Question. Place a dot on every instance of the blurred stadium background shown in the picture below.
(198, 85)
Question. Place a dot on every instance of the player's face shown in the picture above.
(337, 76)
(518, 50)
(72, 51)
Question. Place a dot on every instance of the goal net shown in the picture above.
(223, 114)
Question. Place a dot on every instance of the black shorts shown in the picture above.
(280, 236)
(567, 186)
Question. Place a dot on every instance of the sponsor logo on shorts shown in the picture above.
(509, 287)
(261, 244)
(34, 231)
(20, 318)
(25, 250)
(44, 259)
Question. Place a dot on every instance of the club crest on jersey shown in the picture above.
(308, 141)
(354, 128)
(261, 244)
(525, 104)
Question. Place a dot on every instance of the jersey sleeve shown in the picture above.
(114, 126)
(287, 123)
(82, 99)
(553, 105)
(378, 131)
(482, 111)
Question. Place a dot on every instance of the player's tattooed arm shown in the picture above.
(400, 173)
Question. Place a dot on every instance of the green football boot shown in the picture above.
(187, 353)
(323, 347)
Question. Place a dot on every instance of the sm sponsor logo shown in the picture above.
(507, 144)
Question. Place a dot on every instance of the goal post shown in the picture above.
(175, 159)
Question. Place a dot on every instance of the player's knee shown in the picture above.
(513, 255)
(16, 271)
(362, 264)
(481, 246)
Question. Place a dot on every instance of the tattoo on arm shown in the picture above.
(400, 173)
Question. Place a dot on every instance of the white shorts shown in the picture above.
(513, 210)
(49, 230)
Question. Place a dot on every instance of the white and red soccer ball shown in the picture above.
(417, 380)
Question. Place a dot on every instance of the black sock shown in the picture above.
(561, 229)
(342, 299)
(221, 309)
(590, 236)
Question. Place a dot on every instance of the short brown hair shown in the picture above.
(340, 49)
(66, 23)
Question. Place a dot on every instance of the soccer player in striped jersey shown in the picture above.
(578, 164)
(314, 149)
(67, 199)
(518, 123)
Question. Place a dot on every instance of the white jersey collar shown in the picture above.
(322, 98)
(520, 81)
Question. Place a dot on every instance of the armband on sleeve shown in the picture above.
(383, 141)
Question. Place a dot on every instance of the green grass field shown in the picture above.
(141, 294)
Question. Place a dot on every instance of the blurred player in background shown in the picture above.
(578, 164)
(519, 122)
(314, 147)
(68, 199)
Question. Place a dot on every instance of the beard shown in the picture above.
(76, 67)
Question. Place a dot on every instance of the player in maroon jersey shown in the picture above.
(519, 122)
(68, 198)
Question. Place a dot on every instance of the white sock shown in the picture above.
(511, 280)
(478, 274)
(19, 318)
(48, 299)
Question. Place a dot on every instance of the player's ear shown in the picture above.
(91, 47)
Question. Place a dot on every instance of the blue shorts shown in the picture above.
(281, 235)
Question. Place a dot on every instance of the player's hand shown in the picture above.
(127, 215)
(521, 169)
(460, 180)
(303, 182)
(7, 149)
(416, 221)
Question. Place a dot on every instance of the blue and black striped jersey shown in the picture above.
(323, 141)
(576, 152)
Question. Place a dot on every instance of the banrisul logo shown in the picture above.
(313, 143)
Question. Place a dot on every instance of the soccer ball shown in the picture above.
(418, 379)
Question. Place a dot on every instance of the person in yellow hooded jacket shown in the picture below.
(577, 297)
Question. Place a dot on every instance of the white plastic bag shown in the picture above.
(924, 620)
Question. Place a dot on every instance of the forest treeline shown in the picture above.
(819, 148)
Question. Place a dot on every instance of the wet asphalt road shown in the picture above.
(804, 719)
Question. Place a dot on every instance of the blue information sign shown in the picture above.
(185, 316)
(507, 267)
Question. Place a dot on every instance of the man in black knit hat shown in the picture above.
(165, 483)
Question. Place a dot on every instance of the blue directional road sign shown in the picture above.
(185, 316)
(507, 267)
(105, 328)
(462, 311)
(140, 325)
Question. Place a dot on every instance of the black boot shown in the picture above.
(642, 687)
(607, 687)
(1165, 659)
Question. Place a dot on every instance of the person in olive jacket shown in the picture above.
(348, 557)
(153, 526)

------------------------

EXERCISE PROMPT —
Please transcribe the listing above line for line, with nothing altered.

ANSWER TO THIS TASK —
Question. Place a dot on every instance of the blurred stadium background shown in the picture below.
(198, 85)
Question. Place a dot on every instance of the player's face shown in the picture above.
(337, 76)
(518, 50)
(72, 51)
Question. Place a dot on every instance of the goal net shown in the picture above.
(223, 114)
Question. Place a dot on every instance of the black shorts shown in the picture above.
(280, 236)
(567, 186)
Question. Place a dot on every instance of the sponsor logo on shorts shown in the picture above.
(509, 287)
(261, 244)
(34, 231)
(20, 318)
(25, 250)
(44, 259)
Question. Place a dot on every instance of the club crest on jersey shown in the picture above.
(308, 141)
(354, 128)
(261, 244)
(525, 104)
Question. Place a dot on every instance of the jersey sleeve shown in the picture above.
(114, 126)
(287, 123)
(82, 99)
(553, 105)
(378, 131)
(482, 111)
Question. Place a dot on every instance of the player's tattooed arm shown in the picture above.
(400, 173)
Question. Place a dot on every instance of the green football boot shown in the picture above.
(187, 353)
(323, 347)
Question. Place a dot on every instance of the sm sponsor logo shown in the picture above.
(507, 144)
Question. Place a dot on every instance of the goal post shown in the picture above.
(175, 159)
Question. Place a dot on every instance of the player's knee shown in the picture above.
(513, 255)
(16, 271)
(362, 264)
(481, 246)
Question. Place a dot on every instance of the tattoo on arm shown in the picture above.
(400, 173)
Question. Place a dot on every instance of the white shorts shown in the picture above.
(513, 210)
(49, 230)
Question. Place a dot on every instance of the white and red soccer ball shown in the picture above.
(417, 380)
Question. Place a dot on every instance of the black sock shown in the picture above.
(561, 229)
(342, 299)
(221, 309)
(590, 236)
Question. Place a dot on every instance of the short brown hair shown in the picture above.
(340, 49)
(66, 23)
Question. Place a dot on every instance of the soccer player in striped jersey shown in the picture above.
(578, 164)
(314, 149)
(67, 199)
(518, 123)
Question. Place a dot on every instance of the white jersey collar shown in the picture above.
(322, 98)
(520, 81)
Question. Place a dot on every instance of the armband on sleeve shown in the picture above.
(383, 141)
Question. Place a dot on every instance of the green grass field shown in the picture above.
(141, 294)
Question. Place a dot on every instance of the blurred player in background shown in the picture above.
(578, 164)
(519, 122)
(314, 147)
(68, 199)
Question. Place a dot on every instance of the beard shown in the picture above.
(76, 67)
Question. Place a dot on every instance of the player in maroon jersey shown in the picture above.
(519, 122)
(68, 198)
Question. Place a dot on every instance of the white sock shown in the picture above.
(511, 280)
(478, 274)
(19, 318)
(48, 299)
Question. Place a dot on every instance of the player's ear shown in the picture above.
(91, 47)
Question. Place a dot on every instance of the blue shorts shown in the picture above.
(281, 235)
Question. Place a dot on every instance of the player's hand shown in the picture above.
(127, 215)
(521, 169)
(460, 180)
(303, 182)
(7, 149)
(416, 221)
Question. Place a dot on every instance of the blue and black striped jersey shown in the picture above.
(323, 141)
(576, 152)
Question. Place a dot on every instance of the banrisul logo shown in the picture above.
(313, 143)
Question. Place a dot on every instance of the soccer ball shown in the picture above.
(418, 379)
Question. Place a dot on every instance of the person in yellow hooded jacket shown in the picture below.
(577, 297)
Question. Place a dot on every instance of the white plastic bag shown in the picture above.
(924, 620)
Question. Place a dot on every instance of the forest treeline shown in the picture above.
(819, 148)
Question. Place a dot on every instance of the wet asphalt road shown in the picture above.
(804, 719)
Question. Place a dot on every instance of the blue information sign shown in the picture above.
(185, 316)
(507, 267)
Question. Place a dot on every instance of the man in black knit hat shown in the picture above.
(165, 483)
Question. Place a dot on every instance of the blue directional road sign shown in the picture above.
(185, 316)
(507, 267)
(105, 328)
(462, 311)
(140, 325)
Question. Place a dot on every instance of the black boot shown in the picture above.
(642, 687)
(607, 687)
(1165, 659)
Question. Place a dot on every instance of the person in olive jacket shown in the picture above.
(348, 557)
(153, 526)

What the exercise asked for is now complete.